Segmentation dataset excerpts
— START —
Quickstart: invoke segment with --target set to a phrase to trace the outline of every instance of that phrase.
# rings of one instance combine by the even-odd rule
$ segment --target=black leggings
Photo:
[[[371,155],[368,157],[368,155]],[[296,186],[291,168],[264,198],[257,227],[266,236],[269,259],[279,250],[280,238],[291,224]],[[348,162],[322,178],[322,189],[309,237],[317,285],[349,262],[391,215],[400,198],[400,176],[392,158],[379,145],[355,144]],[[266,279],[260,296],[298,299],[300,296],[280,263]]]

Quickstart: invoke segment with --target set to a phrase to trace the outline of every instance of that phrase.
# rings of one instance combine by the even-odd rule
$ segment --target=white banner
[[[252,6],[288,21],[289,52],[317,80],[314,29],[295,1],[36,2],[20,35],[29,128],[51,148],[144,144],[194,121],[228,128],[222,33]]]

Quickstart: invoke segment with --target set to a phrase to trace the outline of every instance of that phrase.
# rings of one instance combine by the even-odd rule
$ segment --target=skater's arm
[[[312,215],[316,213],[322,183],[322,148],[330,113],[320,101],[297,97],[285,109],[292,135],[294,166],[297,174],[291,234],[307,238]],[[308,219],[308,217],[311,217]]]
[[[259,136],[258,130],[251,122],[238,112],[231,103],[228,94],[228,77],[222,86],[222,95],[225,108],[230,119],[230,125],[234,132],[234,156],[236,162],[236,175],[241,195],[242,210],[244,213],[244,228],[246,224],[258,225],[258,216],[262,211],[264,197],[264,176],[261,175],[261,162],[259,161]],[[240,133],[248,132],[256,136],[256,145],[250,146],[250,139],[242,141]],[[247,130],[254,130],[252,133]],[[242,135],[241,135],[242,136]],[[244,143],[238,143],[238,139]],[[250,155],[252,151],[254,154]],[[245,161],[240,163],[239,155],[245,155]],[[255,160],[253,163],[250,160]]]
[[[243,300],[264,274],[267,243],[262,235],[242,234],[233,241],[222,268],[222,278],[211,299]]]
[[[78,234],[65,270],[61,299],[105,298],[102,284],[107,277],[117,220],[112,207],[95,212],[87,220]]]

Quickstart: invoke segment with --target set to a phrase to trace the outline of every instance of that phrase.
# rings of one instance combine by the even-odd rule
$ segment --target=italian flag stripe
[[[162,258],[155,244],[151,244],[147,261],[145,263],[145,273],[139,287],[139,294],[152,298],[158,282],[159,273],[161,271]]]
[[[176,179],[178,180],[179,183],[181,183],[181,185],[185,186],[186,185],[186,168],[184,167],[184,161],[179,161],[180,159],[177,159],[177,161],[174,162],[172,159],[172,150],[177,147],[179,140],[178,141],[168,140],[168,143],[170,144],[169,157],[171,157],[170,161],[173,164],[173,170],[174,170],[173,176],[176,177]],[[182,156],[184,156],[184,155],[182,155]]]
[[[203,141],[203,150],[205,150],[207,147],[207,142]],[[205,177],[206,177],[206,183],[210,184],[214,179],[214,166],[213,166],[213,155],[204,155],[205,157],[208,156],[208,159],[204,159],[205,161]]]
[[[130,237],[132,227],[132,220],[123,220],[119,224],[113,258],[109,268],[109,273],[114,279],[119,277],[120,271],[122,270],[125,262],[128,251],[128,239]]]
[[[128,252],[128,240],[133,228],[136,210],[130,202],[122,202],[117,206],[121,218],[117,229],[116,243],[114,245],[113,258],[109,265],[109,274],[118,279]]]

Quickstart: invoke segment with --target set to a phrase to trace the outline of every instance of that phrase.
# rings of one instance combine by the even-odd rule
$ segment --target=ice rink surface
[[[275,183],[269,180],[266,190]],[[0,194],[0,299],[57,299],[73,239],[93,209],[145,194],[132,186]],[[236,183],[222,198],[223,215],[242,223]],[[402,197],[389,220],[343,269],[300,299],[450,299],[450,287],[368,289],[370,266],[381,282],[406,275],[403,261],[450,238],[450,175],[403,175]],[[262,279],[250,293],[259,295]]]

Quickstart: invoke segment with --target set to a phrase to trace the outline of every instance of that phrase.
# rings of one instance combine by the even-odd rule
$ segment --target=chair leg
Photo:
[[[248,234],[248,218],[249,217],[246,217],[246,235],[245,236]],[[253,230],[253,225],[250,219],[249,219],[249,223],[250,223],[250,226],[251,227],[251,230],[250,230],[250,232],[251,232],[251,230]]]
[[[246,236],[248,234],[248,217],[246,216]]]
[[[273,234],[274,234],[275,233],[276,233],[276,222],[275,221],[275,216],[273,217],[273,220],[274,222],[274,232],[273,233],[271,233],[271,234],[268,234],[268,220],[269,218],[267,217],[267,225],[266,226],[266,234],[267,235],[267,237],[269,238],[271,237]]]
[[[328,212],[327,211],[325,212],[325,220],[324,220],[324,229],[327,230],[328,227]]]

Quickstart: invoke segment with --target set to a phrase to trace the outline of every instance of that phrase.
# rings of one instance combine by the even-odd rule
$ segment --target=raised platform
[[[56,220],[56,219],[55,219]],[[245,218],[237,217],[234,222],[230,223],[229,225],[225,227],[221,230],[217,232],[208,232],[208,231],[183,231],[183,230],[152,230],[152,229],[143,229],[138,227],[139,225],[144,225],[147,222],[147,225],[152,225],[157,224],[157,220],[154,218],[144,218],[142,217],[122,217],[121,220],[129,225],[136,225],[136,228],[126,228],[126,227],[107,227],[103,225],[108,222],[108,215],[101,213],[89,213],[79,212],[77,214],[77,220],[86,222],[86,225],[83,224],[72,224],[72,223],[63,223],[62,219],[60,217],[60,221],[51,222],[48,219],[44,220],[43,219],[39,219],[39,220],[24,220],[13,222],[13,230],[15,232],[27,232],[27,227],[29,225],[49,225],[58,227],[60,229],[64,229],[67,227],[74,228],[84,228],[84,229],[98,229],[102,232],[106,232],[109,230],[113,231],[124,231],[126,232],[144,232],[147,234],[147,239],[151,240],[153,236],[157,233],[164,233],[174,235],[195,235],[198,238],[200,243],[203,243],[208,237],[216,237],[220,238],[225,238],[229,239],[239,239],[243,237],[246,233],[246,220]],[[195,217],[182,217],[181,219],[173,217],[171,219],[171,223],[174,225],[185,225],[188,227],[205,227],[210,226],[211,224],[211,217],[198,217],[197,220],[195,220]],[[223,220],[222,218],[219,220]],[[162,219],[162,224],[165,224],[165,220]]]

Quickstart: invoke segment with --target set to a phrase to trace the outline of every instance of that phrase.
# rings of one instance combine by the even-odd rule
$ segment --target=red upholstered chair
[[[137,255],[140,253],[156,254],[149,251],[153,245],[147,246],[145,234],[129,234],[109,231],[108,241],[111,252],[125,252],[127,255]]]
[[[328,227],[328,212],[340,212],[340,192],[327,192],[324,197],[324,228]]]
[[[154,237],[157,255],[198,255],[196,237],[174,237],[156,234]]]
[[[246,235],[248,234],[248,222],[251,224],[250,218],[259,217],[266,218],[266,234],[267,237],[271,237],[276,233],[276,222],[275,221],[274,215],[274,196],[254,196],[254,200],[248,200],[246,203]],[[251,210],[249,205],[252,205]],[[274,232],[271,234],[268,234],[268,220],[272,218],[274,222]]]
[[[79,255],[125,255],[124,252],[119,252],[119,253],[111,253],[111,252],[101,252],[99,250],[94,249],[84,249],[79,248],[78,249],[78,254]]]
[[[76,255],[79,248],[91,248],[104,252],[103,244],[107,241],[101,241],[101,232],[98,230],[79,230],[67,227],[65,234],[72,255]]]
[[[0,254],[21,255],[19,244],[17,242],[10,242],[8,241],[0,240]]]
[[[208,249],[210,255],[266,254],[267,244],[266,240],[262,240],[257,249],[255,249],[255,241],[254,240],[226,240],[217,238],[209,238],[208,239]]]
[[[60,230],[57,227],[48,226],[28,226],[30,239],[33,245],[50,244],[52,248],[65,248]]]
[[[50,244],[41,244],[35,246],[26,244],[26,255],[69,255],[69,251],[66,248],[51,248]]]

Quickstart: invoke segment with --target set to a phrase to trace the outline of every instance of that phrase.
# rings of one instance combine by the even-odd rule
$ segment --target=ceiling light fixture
— END —
Description of the task ▸ Tally the lines of the listing above that contain the string "chair", counting only matches in the same case. Give only the number.

Solution for this problem ▸ 2